**WHAT TO WORK ON:**
Every entry needs to appear again exactly as written below.

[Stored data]
--
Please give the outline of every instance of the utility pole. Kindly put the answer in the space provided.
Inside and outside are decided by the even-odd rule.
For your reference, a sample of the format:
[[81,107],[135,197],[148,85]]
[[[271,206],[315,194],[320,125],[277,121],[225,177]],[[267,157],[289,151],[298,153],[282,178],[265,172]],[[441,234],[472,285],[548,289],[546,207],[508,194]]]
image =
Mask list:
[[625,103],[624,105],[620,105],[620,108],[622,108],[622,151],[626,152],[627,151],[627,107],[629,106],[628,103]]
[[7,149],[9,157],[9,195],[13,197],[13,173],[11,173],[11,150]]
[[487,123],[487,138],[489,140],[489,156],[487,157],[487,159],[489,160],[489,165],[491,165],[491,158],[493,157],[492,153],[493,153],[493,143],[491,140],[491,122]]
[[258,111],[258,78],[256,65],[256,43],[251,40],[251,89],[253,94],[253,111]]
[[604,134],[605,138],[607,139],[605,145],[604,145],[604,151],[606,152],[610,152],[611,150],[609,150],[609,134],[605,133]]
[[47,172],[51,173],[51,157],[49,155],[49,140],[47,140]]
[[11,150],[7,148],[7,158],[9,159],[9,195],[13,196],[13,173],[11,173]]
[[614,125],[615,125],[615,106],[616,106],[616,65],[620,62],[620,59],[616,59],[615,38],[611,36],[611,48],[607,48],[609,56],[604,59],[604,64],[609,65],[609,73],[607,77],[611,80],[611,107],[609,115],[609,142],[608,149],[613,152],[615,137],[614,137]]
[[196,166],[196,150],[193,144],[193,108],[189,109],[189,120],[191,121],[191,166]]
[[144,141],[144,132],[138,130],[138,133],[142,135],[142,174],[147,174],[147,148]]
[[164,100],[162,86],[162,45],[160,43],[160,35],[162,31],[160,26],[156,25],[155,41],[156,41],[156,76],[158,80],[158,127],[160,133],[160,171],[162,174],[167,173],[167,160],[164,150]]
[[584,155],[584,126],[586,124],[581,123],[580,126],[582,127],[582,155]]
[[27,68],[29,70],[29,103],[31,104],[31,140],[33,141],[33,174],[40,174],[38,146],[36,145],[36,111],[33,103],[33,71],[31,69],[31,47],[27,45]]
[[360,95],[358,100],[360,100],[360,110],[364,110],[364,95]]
--
**TASK ANSWER:**
Please give the outline of every instance of the utility pole. Kindly put the answer in the space provided.
Inside and outside are decided by the even-odd rule.
For your reference, a sample of the format:
[[81,107],[135,197],[148,85]]
[[[271,206],[315,194],[320,125],[277,121],[225,177]],[[267,157],[289,151],[298,153],[282,178],[265,172]],[[441,234],[472,285],[548,289],[546,207],[508,194]]]
image =
Mask list:
[[625,103],[624,105],[620,105],[620,108],[622,108],[622,151],[626,152],[627,151],[627,107],[629,106],[628,103]]
[[7,149],[9,157],[9,195],[13,197],[13,173],[11,173],[11,150]]
[[487,123],[487,138],[489,140],[489,156],[487,157],[487,159],[489,160],[489,165],[491,165],[491,158],[493,157],[492,153],[493,153],[493,143],[491,140],[491,122]]
[[258,111],[258,78],[256,65],[256,43],[251,40],[251,89],[253,94],[253,111]]
[[604,134],[605,138],[607,139],[605,145],[604,145],[604,151],[606,152],[610,152],[611,150],[609,150],[609,134],[605,133]]
[[47,172],[51,173],[51,157],[49,155],[49,140],[47,140]]
[[11,150],[7,148],[7,158],[9,159],[9,195],[13,196],[13,173],[11,173]]
[[614,125],[615,125],[615,106],[616,106],[616,65],[620,62],[620,59],[616,59],[615,38],[611,36],[611,48],[607,48],[609,56],[604,59],[604,64],[609,65],[609,73],[607,77],[611,80],[611,107],[609,115],[609,142],[608,149],[613,152],[615,137],[614,137]]
[[196,166],[196,150],[193,144],[193,108],[189,109],[189,120],[191,121],[191,166]]
[[144,141],[144,132],[138,130],[138,133],[142,135],[142,174],[147,174],[147,148]]
[[164,100],[162,86],[162,45],[160,43],[160,35],[162,31],[160,26],[156,25],[155,41],[156,41],[156,76],[158,80],[158,127],[160,133],[160,171],[162,174],[167,173],[167,160],[164,150]]
[[584,155],[584,126],[586,124],[581,123],[580,126],[582,127],[582,155]]
[[27,68],[29,70],[29,103],[31,104],[31,140],[33,141],[33,174],[40,174],[38,146],[36,145],[36,111],[33,103],[33,71],[31,69],[31,47],[27,45]]
[[360,95],[358,100],[360,100],[360,110],[364,110],[364,95]]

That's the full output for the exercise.